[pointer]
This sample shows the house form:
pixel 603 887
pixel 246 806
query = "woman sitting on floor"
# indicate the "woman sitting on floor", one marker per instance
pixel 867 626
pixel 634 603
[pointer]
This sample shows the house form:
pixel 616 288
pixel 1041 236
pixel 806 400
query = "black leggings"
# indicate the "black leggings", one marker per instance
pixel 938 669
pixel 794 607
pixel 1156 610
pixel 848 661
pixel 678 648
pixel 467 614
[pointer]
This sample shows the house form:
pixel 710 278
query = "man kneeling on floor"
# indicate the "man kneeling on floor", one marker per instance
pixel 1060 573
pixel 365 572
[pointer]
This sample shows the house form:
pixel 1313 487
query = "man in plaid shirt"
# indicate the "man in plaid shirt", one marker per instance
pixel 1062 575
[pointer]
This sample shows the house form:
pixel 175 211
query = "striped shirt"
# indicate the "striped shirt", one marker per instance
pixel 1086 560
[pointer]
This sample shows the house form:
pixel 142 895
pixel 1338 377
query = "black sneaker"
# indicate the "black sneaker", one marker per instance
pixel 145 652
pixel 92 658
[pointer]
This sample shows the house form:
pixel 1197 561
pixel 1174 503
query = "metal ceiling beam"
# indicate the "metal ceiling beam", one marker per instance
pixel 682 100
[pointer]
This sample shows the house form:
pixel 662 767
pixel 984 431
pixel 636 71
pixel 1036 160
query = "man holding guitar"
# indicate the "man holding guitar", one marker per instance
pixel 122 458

________________________

Exercise task:
Rewrite all the records above, switching each "marker" to "point" and keeping every other part of the lines the same.

Solution to this task:
[pointer]
This sample shows the house form:
pixel 603 887
pixel 246 806
query = "woman sitting on floor"
# indicate the "woman sitting on floor", one point per instance
pixel 867 626
pixel 634 603
[pointer]
This sample shows the house form:
pixel 616 288
pixel 1041 236
pixel 806 400
query = "black leggings"
# indicate the "black leggings", one point per instance
pixel 938 669
pixel 794 607
pixel 1156 610
pixel 848 661
pixel 678 648
pixel 467 614
[pointer]
This sample shows the house form:
pixel 710 278
query = "man kneeling on floor"
# indicate the "man kneeling on floor", one point per instance
pixel 1060 573
pixel 365 572
[pointer]
This sample shows the house form:
pixel 1313 487
query = "man in plaid shirt"
# indicate the "man in plaid shirt", one point per instance
pixel 1062 575
[pointer]
This sample shows the house form:
pixel 175 211
query = "striped shirt"
# indicate the "striped shirt", one point per instance
pixel 1086 560
[pointer]
This sample shows the house form:
pixel 142 895
pixel 1338 377
query = "black sneaker"
# indicate the "black sneaker", one point per instance
pixel 145 652
pixel 92 658
[pointer]
This sample shows the house form:
pixel 1197 561
pixel 1174 503
query = "metal ceiling beam"
# indicate the "metal ceiling beam", one point per instance
pixel 682 100
[pointer]
This sample shows the house form:
pixel 662 767
pixel 984 431
pixel 636 71
pixel 1036 160
query = "man holding guitar"
# indicate the "man holding guitar", one point per instance
pixel 122 458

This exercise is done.